-- START OF DATA SUPPLIED --
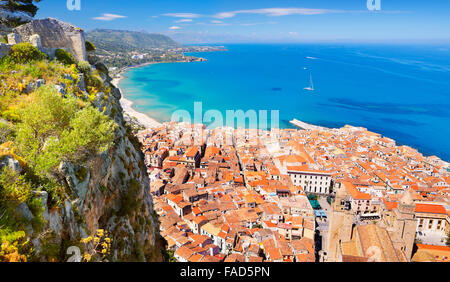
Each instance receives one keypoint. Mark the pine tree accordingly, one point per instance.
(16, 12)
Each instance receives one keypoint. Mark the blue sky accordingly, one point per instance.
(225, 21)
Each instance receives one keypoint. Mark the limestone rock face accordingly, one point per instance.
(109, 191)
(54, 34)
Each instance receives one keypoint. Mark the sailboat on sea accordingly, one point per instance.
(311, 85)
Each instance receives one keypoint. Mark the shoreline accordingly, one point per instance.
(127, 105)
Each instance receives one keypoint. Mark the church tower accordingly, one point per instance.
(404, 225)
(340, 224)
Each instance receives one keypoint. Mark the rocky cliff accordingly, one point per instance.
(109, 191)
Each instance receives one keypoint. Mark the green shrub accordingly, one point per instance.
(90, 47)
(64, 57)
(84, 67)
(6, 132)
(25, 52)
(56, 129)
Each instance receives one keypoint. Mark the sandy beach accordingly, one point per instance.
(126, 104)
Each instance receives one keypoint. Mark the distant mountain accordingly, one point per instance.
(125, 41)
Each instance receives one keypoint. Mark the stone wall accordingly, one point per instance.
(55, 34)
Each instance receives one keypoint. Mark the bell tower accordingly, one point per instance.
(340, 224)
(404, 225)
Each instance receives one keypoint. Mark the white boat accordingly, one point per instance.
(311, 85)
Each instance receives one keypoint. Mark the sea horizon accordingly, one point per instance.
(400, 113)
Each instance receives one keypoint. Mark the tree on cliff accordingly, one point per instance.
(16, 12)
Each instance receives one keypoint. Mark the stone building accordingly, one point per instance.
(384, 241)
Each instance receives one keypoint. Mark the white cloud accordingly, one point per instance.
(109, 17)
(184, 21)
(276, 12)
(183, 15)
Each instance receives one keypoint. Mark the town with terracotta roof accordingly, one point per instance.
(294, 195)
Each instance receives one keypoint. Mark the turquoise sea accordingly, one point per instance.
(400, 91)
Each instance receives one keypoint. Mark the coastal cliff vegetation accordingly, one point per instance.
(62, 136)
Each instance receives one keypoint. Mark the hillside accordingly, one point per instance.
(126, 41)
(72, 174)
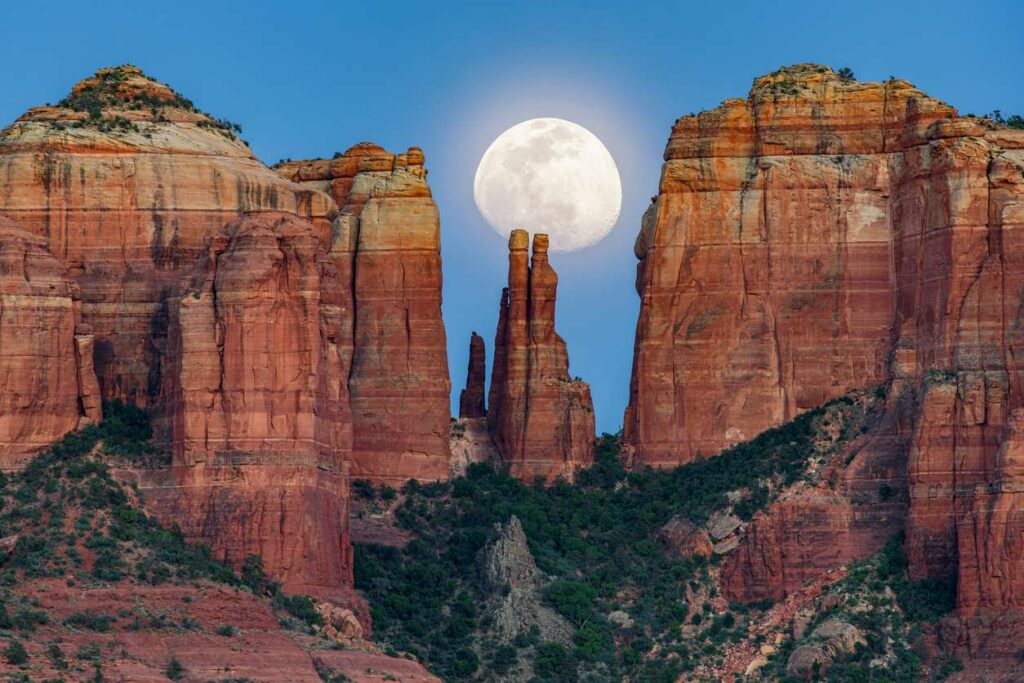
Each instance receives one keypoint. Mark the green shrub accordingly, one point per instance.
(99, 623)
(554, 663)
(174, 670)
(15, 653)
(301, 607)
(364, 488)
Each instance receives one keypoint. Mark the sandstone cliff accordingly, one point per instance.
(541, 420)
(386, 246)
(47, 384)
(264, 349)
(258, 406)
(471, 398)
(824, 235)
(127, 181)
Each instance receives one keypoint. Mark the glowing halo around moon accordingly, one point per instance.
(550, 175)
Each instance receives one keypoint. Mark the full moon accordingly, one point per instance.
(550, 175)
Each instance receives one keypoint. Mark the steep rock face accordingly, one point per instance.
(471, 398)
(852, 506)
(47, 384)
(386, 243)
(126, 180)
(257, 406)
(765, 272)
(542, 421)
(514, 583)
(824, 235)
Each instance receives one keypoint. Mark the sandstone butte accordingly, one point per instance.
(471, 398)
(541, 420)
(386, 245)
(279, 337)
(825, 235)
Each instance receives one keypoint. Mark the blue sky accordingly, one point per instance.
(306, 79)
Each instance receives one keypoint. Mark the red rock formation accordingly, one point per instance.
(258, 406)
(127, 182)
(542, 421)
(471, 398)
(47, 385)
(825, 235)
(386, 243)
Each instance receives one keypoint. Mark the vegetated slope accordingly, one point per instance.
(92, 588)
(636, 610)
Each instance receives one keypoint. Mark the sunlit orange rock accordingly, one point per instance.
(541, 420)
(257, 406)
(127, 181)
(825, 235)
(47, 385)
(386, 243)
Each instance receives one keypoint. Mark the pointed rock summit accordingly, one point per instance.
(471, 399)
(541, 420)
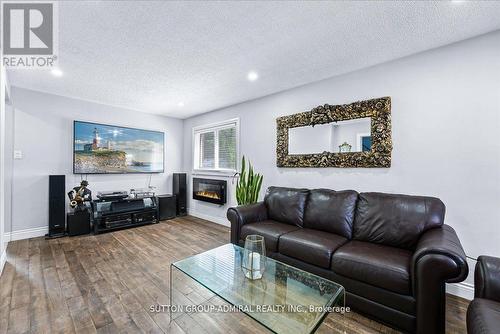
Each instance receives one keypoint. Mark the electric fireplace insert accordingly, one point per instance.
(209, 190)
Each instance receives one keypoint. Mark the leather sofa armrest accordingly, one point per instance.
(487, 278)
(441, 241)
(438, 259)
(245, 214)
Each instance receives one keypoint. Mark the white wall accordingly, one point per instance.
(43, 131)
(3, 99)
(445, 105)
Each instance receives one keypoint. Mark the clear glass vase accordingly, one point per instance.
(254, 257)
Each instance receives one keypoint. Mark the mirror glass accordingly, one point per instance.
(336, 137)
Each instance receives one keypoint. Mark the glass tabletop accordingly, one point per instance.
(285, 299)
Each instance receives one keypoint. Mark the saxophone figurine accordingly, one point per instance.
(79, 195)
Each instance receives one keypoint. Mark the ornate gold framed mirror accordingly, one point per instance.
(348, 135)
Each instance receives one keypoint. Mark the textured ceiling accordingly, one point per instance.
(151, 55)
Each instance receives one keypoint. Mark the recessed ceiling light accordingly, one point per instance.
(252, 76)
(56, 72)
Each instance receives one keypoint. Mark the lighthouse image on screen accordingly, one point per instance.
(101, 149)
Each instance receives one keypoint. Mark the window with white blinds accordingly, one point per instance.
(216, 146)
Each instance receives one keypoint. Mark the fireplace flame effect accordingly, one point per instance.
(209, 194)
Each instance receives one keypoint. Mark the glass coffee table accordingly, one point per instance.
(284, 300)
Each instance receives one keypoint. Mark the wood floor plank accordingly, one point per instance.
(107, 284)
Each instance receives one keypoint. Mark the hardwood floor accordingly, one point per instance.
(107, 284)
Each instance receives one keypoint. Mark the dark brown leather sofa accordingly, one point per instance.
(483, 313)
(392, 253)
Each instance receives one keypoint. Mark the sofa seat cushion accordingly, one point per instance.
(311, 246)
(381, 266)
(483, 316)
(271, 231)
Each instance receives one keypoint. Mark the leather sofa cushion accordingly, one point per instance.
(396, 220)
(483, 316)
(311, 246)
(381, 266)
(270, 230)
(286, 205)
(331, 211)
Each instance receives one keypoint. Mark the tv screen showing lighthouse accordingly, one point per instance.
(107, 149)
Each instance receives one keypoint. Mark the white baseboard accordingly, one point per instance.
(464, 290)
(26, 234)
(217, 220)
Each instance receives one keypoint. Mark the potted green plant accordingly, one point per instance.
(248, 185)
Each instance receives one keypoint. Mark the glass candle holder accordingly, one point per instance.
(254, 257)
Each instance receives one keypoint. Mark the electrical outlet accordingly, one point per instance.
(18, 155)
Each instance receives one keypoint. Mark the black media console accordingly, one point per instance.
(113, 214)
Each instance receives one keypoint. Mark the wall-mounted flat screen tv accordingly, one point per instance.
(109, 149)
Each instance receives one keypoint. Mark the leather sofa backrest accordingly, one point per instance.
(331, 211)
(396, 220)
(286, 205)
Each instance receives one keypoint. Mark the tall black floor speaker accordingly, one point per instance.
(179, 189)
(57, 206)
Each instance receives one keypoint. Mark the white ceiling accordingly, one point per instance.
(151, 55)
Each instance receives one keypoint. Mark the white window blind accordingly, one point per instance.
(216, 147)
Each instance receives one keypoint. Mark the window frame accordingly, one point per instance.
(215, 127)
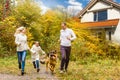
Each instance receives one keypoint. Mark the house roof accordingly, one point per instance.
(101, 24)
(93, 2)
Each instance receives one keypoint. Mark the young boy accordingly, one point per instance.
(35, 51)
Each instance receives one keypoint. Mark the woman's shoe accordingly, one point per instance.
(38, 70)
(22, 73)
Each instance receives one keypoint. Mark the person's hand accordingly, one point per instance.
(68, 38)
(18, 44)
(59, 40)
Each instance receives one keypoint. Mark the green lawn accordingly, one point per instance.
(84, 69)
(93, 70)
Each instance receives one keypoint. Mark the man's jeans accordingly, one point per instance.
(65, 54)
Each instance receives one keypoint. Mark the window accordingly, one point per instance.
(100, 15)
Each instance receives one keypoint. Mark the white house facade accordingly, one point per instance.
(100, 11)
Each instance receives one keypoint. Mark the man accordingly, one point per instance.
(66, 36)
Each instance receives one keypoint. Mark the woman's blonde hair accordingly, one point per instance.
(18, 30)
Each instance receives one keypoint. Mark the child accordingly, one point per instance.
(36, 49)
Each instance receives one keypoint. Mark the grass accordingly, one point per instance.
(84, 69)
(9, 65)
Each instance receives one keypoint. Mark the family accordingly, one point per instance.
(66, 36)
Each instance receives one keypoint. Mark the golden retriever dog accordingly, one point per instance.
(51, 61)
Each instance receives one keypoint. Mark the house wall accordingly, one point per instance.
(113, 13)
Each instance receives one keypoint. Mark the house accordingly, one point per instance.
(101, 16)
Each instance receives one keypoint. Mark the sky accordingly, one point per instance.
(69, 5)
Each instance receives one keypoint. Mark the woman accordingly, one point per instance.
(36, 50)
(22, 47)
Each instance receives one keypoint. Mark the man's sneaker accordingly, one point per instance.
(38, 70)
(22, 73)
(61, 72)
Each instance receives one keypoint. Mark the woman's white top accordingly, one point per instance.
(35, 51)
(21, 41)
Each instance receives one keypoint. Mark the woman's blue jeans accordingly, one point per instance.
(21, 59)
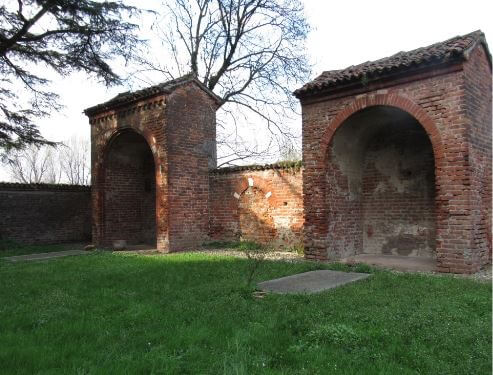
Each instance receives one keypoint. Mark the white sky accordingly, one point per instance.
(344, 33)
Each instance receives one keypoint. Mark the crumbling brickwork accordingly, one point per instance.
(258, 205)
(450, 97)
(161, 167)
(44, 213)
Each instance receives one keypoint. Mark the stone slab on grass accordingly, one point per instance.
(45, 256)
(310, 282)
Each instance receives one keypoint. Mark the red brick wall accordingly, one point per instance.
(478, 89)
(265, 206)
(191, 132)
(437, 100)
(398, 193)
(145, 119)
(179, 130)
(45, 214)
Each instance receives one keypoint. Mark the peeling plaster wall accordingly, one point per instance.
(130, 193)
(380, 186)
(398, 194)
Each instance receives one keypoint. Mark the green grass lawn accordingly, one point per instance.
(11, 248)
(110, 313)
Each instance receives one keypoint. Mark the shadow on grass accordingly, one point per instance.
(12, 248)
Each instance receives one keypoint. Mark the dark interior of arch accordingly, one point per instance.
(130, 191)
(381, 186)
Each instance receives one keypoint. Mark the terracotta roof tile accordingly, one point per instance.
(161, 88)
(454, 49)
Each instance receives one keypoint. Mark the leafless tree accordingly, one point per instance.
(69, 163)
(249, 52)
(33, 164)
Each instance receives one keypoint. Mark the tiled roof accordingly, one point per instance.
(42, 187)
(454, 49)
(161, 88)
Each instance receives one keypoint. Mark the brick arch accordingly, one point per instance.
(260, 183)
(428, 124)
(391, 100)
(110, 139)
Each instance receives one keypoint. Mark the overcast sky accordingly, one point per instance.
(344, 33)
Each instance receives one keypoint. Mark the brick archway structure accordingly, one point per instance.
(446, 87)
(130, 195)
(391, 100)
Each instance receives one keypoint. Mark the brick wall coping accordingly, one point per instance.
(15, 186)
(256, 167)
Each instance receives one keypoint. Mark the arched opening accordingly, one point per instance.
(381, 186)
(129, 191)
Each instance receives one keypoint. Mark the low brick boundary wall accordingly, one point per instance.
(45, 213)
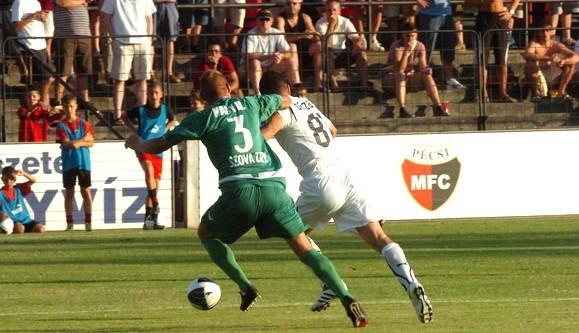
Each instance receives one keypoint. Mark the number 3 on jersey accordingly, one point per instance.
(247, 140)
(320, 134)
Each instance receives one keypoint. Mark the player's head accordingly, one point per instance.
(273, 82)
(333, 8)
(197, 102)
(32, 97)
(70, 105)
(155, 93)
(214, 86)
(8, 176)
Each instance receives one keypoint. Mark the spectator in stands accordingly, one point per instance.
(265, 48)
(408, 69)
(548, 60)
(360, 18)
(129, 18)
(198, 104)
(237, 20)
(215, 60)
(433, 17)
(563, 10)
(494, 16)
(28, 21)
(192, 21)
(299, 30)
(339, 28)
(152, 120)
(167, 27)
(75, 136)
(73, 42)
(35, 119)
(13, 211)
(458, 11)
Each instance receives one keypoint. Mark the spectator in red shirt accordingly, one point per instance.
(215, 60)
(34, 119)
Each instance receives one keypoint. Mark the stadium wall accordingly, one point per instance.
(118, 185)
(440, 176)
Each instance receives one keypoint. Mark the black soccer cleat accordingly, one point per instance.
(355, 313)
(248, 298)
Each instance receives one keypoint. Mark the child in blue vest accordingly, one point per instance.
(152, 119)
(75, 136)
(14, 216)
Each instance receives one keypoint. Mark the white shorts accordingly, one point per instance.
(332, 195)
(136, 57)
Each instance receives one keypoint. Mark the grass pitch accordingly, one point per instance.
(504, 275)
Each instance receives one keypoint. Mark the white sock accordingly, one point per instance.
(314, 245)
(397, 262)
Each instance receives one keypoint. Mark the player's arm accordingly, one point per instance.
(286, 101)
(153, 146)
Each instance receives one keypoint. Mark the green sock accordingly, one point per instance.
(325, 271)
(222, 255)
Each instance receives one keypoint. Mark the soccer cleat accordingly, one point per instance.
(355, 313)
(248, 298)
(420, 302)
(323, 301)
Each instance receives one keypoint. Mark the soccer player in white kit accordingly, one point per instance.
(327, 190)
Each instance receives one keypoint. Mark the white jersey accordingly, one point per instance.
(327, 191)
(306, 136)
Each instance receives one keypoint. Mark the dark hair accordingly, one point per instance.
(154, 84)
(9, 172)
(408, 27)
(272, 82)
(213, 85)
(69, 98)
-- END OF DATA SUPPLIED --
(PROBLEM REQUIREMENTS) Each line from the one containing "Each instance receives one keypoint. Mark the spectator in red" to the end of the records should be echoed exactly, and no other line.

(WORKED ANSWER)
Each instance receives one keypoint. Mark the spectator in red shirt accordingly, one point per instance.
(215, 60)
(34, 119)
Each instance receives one keypoint. Mark the stadium wall accordingly, one point per instance.
(118, 185)
(440, 176)
Each instance receives one keypoint. Mark the black soccer cleat accordingly, one point per instance.
(355, 313)
(248, 298)
Each instance receives one keypoint. Mark the child in blue vest accordingly, one point per instance.
(152, 119)
(75, 136)
(14, 216)
Each instance receives one keypoint. Mark the white shorts accordingly, one point per instance.
(332, 195)
(136, 57)
Each instance receives one keypoint. Mark the grass pitch accordingly, one point per instance.
(504, 275)
Each instance receives one keypoint. Mark the white sock accordingly, one point per instance.
(314, 245)
(397, 262)
Each instance receives one keypoint. Mark the player's arm accordingly, one point per instance.
(286, 101)
(153, 146)
Each instance receives one keypoint. Mark the green sock accordingly, one point per instance.
(325, 271)
(222, 255)
Each instance receives one keypoint. Mark the soccer cleat accordingly, one point per instance.
(355, 313)
(248, 298)
(420, 302)
(323, 301)
Each instance receives one keypoint. Mark the soccer player in white kit accordingly, one point per instance.
(327, 190)
Each instance receives one keypoint. Mark the white jersey accordingly, one point per instance.
(327, 191)
(306, 136)
Each instance receives one keypoint. Mark the dark hair accordingly, one point per instance.
(154, 84)
(9, 172)
(408, 27)
(272, 82)
(213, 85)
(69, 98)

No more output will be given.